**What to work on:** Set down every record below exactly as written, but leave out the pictures.

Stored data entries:
____
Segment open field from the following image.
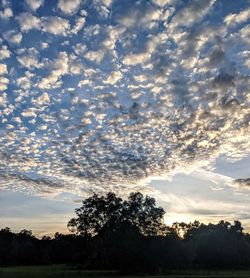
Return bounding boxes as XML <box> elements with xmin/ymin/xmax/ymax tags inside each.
<box><xmin>1</xmin><ymin>266</ymin><xmax>250</xmax><ymax>278</ymax></box>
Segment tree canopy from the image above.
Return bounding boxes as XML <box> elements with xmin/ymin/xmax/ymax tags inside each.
<box><xmin>1</xmin><ymin>192</ymin><xmax>250</xmax><ymax>273</ymax></box>
<box><xmin>67</xmin><ymin>192</ymin><xmax>166</xmax><ymax>237</ymax></box>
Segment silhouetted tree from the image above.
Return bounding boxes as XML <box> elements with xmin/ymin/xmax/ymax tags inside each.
<box><xmin>68</xmin><ymin>192</ymin><xmax>166</xmax><ymax>237</ymax></box>
<box><xmin>1</xmin><ymin>192</ymin><xmax>250</xmax><ymax>273</ymax></box>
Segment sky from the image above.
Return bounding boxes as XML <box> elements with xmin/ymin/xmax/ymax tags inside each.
<box><xmin>0</xmin><ymin>0</ymin><xmax>250</xmax><ymax>237</ymax></box>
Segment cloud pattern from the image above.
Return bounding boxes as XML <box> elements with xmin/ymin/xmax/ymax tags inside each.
<box><xmin>0</xmin><ymin>0</ymin><xmax>249</xmax><ymax>195</ymax></box>
<box><xmin>234</xmin><ymin>178</ymin><xmax>250</xmax><ymax>188</ymax></box>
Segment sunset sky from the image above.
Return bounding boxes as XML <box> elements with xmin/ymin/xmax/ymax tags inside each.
<box><xmin>0</xmin><ymin>0</ymin><xmax>249</xmax><ymax>237</ymax></box>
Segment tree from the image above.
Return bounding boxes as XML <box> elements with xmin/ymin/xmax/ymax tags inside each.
<box><xmin>68</xmin><ymin>192</ymin><xmax>166</xmax><ymax>237</ymax></box>
<box><xmin>68</xmin><ymin>192</ymin><xmax>123</xmax><ymax>237</ymax></box>
<box><xmin>18</xmin><ymin>229</ymin><xmax>33</xmax><ymax>238</ymax></box>
<box><xmin>123</xmin><ymin>192</ymin><xmax>166</xmax><ymax>236</ymax></box>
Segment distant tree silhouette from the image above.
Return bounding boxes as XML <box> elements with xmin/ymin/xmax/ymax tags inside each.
<box><xmin>68</xmin><ymin>192</ymin><xmax>166</xmax><ymax>237</ymax></box>
<box><xmin>1</xmin><ymin>192</ymin><xmax>250</xmax><ymax>273</ymax></box>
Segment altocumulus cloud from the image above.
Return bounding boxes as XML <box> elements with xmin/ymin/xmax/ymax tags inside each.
<box><xmin>0</xmin><ymin>0</ymin><xmax>249</xmax><ymax>196</ymax></box>
<box><xmin>234</xmin><ymin>178</ymin><xmax>250</xmax><ymax>189</ymax></box>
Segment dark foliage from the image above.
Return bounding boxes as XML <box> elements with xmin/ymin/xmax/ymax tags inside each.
<box><xmin>67</xmin><ymin>192</ymin><xmax>166</xmax><ymax>237</ymax></box>
<box><xmin>1</xmin><ymin>192</ymin><xmax>250</xmax><ymax>274</ymax></box>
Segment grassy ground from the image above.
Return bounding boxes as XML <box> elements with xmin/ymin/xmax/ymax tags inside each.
<box><xmin>1</xmin><ymin>265</ymin><xmax>250</xmax><ymax>278</ymax></box>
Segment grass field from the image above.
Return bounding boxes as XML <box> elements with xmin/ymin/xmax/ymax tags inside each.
<box><xmin>1</xmin><ymin>265</ymin><xmax>250</xmax><ymax>278</ymax></box>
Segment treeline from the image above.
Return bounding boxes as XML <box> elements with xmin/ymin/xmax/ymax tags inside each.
<box><xmin>1</xmin><ymin>192</ymin><xmax>250</xmax><ymax>274</ymax></box>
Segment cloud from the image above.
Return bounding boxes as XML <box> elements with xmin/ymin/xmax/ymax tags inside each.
<box><xmin>92</xmin><ymin>0</ymin><xmax>112</xmax><ymax>18</ymax></box>
<box><xmin>0</xmin><ymin>76</ymin><xmax>9</xmax><ymax>91</ymax></box>
<box><xmin>134</xmin><ymin>75</ymin><xmax>147</xmax><ymax>83</ymax></box>
<box><xmin>152</xmin><ymin>0</ymin><xmax>175</xmax><ymax>7</ymax></box>
<box><xmin>233</xmin><ymin>178</ymin><xmax>250</xmax><ymax>188</ymax></box>
<box><xmin>0</xmin><ymin>63</ymin><xmax>7</xmax><ymax>75</ymax></box>
<box><xmin>68</xmin><ymin>54</ymin><xmax>83</xmax><ymax>75</ymax></box>
<box><xmin>0</xmin><ymin>0</ymin><xmax>250</xmax><ymax>196</ymax></box>
<box><xmin>168</xmin><ymin>0</ymin><xmax>216</xmax><ymax>31</ymax></box>
<box><xmin>103</xmin><ymin>71</ymin><xmax>122</xmax><ymax>85</ymax></box>
<box><xmin>17</xmin><ymin>53</ymin><xmax>40</xmax><ymax>69</ymax></box>
<box><xmin>32</xmin><ymin>92</ymin><xmax>50</xmax><ymax>105</ymax></box>
<box><xmin>116</xmin><ymin>1</ymin><xmax>162</xmax><ymax>29</ymax></box>
<box><xmin>73</xmin><ymin>43</ymin><xmax>87</xmax><ymax>55</ymax></box>
<box><xmin>70</xmin><ymin>17</ymin><xmax>86</xmax><ymax>35</ymax></box>
<box><xmin>123</xmin><ymin>52</ymin><xmax>150</xmax><ymax>66</ymax></box>
<box><xmin>0</xmin><ymin>45</ymin><xmax>11</xmax><ymax>60</ymax></box>
<box><xmin>37</xmin><ymin>51</ymin><xmax>69</xmax><ymax>89</ymax></box>
<box><xmin>102</xmin><ymin>25</ymin><xmax>125</xmax><ymax>57</ymax></box>
<box><xmin>0</xmin><ymin>7</ymin><xmax>13</xmax><ymax>19</ymax></box>
<box><xmin>224</xmin><ymin>8</ymin><xmax>250</xmax><ymax>26</ymax></box>
<box><xmin>21</xmin><ymin>109</ymin><xmax>37</xmax><ymax>118</ymax></box>
<box><xmin>57</xmin><ymin>0</ymin><xmax>81</xmax><ymax>15</ymax></box>
<box><xmin>212</xmin><ymin>72</ymin><xmax>234</xmax><ymax>89</ymax></box>
<box><xmin>84</xmin><ymin>49</ymin><xmax>105</xmax><ymax>63</ymax></box>
<box><xmin>25</xmin><ymin>0</ymin><xmax>44</xmax><ymax>11</ymax></box>
<box><xmin>122</xmin><ymin>34</ymin><xmax>162</xmax><ymax>65</ymax></box>
<box><xmin>240</xmin><ymin>24</ymin><xmax>250</xmax><ymax>41</ymax></box>
<box><xmin>41</xmin><ymin>16</ymin><xmax>70</xmax><ymax>36</ymax></box>
<box><xmin>17</xmin><ymin>76</ymin><xmax>31</xmax><ymax>90</ymax></box>
<box><xmin>16</xmin><ymin>12</ymin><xmax>41</xmax><ymax>32</ymax></box>
<box><xmin>3</xmin><ymin>30</ymin><xmax>22</xmax><ymax>44</ymax></box>
<box><xmin>0</xmin><ymin>92</ymin><xmax>7</xmax><ymax>106</ymax></box>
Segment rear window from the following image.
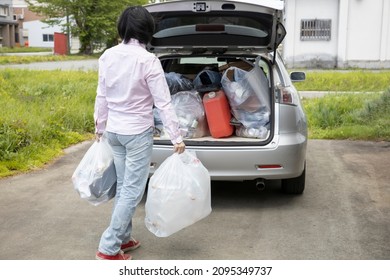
____
**Output of the task:**
Segment open field from the following image.
Return bounding boxes as XML <box> elements with xmin/ymin/xmax/ymax tags inside each.
<box><xmin>1</xmin><ymin>266</ymin><xmax>250</xmax><ymax>278</ymax></box>
Segment tree canopy from the image above.
Return bounding boxes as XML <box> elements with xmin/ymin/xmax/ymax tags inside each.
<box><xmin>1</xmin><ymin>192</ymin><xmax>250</xmax><ymax>273</ymax></box>
<box><xmin>67</xmin><ymin>192</ymin><xmax>166</xmax><ymax>237</ymax></box>
Segment silhouetted tree from the image above.
Return bounding boxes as XML <box> elements with xmin/ymin/xmax/ymax tags inside each.
<box><xmin>68</xmin><ymin>192</ymin><xmax>166</xmax><ymax>237</ymax></box>
<box><xmin>1</xmin><ymin>192</ymin><xmax>250</xmax><ymax>273</ymax></box>
Segment sky from the image above.
Return bounding boxes as XML <box> elements with xmin/ymin/xmax/ymax tags inside each.
<box><xmin>0</xmin><ymin>0</ymin><xmax>250</xmax><ymax>237</ymax></box>
Segment cloud pattern from the image above.
Return bounding boxes as XML <box> elements with xmin/ymin/xmax/ymax tags inside each.
<box><xmin>0</xmin><ymin>0</ymin><xmax>249</xmax><ymax>195</ymax></box>
<box><xmin>234</xmin><ymin>178</ymin><xmax>250</xmax><ymax>188</ymax></box>
Segment sunset sky from the image above.
Return bounding boxes as XML <box> elements with xmin/ymin/xmax/ymax tags inside each.
<box><xmin>0</xmin><ymin>0</ymin><xmax>249</xmax><ymax>237</ymax></box>
Segment tree from the image above.
Return bounding boxes as XML <box> elements with xmin/ymin/xmax/ymax tags inside each.
<box><xmin>68</xmin><ymin>192</ymin><xmax>166</xmax><ymax>237</ymax></box>
<box><xmin>68</xmin><ymin>192</ymin><xmax>123</xmax><ymax>237</ymax></box>
<box><xmin>18</xmin><ymin>229</ymin><xmax>33</xmax><ymax>238</ymax></box>
<box><xmin>123</xmin><ymin>192</ymin><xmax>166</xmax><ymax>236</ymax></box>
Segment distant tree silhouette from the image above.
Return bounding boxes as XML <box> elements with xmin/ymin/xmax/ymax tags inside each.
<box><xmin>68</xmin><ymin>192</ymin><xmax>166</xmax><ymax>237</ymax></box>
<box><xmin>1</xmin><ymin>192</ymin><xmax>250</xmax><ymax>273</ymax></box>
Segment altocumulus cloud from the image above.
Return bounding boxes as XML <box> elements with xmin/ymin/xmax/ymax tags inside each.
<box><xmin>0</xmin><ymin>0</ymin><xmax>249</xmax><ymax>196</ymax></box>
<box><xmin>234</xmin><ymin>178</ymin><xmax>250</xmax><ymax>189</ymax></box>
Segment dark foliage from the image above.
Return bounding boxes as XML <box> elements with xmin/ymin/xmax/ymax tags inside each.
<box><xmin>67</xmin><ymin>192</ymin><xmax>166</xmax><ymax>237</ymax></box>
<box><xmin>1</xmin><ymin>192</ymin><xmax>250</xmax><ymax>274</ymax></box>
Segment grassy ground from the image above.
Return bounding boxes as XML <box> elements with xmin/ymin/xmax/ymax tags inside each.
<box><xmin>1</xmin><ymin>265</ymin><xmax>250</xmax><ymax>278</ymax></box>
Segment grass field from the image above.
Return bounding boxes as XML <box> elements with xmin/ymin/xmax/ymax tags inside each.
<box><xmin>1</xmin><ymin>265</ymin><xmax>250</xmax><ymax>278</ymax></box>
Segment treeline from the image above.
Return bounding boxes as XML <box> elements with xmin/ymin/xmax/ymax tags inside each.
<box><xmin>1</xmin><ymin>192</ymin><xmax>250</xmax><ymax>274</ymax></box>
Segment cloud from the image above.
Return bounding boxes as XML <box> elements with xmin/ymin/xmax/ymax tags inside each.
<box><xmin>92</xmin><ymin>0</ymin><xmax>112</xmax><ymax>18</ymax></box>
<box><xmin>0</xmin><ymin>76</ymin><xmax>9</xmax><ymax>91</ymax></box>
<box><xmin>134</xmin><ymin>75</ymin><xmax>147</xmax><ymax>83</ymax></box>
<box><xmin>152</xmin><ymin>0</ymin><xmax>175</xmax><ymax>7</ymax></box>
<box><xmin>233</xmin><ymin>178</ymin><xmax>250</xmax><ymax>188</ymax></box>
<box><xmin>0</xmin><ymin>63</ymin><xmax>7</xmax><ymax>75</ymax></box>
<box><xmin>68</xmin><ymin>54</ymin><xmax>83</xmax><ymax>75</ymax></box>
<box><xmin>0</xmin><ymin>0</ymin><xmax>250</xmax><ymax>196</ymax></box>
<box><xmin>168</xmin><ymin>0</ymin><xmax>216</xmax><ymax>31</ymax></box>
<box><xmin>103</xmin><ymin>71</ymin><xmax>122</xmax><ymax>85</ymax></box>
<box><xmin>17</xmin><ymin>53</ymin><xmax>40</xmax><ymax>69</ymax></box>
<box><xmin>32</xmin><ymin>92</ymin><xmax>50</xmax><ymax>105</ymax></box>
<box><xmin>116</xmin><ymin>1</ymin><xmax>162</xmax><ymax>29</ymax></box>
<box><xmin>73</xmin><ymin>43</ymin><xmax>87</xmax><ymax>55</ymax></box>
<box><xmin>70</xmin><ymin>17</ymin><xmax>86</xmax><ymax>35</ymax></box>
<box><xmin>123</xmin><ymin>52</ymin><xmax>150</xmax><ymax>66</ymax></box>
<box><xmin>0</xmin><ymin>45</ymin><xmax>11</xmax><ymax>60</ymax></box>
<box><xmin>37</xmin><ymin>51</ymin><xmax>69</xmax><ymax>89</ymax></box>
<box><xmin>102</xmin><ymin>25</ymin><xmax>125</xmax><ymax>57</ymax></box>
<box><xmin>0</xmin><ymin>7</ymin><xmax>13</xmax><ymax>19</ymax></box>
<box><xmin>224</xmin><ymin>8</ymin><xmax>250</xmax><ymax>26</ymax></box>
<box><xmin>21</xmin><ymin>109</ymin><xmax>37</xmax><ymax>118</ymax></box>
<box><xmin>57</xmin><ymin>0</ymin><xmax>81</xmax><ymax>15</ymax></box>
<box><xmin>212</xmin><ymin>72</ymin><xmax>234</xmax><ymax>89</ymax></box>
<box><xmin>84</xmin><ymin>49</ymin><xmax>105</xmax><ymax>63</ymax></box>
<box><xmin>25</xmin><ymin>0</ymin><xmax>44</xmax><ymax>11</ymax></box>
<box><xmin>122</xmin><ymin>34</ymin><xmax>162</xmax><ymax>65</ymax></box>
<box><xmin>240</xmin><ymin>24</ymin><xmax>250</xmax><ymax>41</ymax></box>
<box><xmin>41</xmin><ymin>16</ymin><xmax>70</xmax><ymax>36</ymax></box>
<box><xmin>17</xmin><ymin>76</ymin><xmax>31</xmax><ymax>90</ymax></box>
<box><xmin>16</xmin><ymin>12</ymin><xmax>41</xmax><ymax>32</ymax></box>
<box><xmin>3</xmin><ymin>30</ymin><xmax>22</xmax><ymax>44</ymax></box>
<box><xmin>0</xmin><ymin>92</ymin><xmax>7</xmax><ymax>106</ymax></box>
Segment rear window from the following image.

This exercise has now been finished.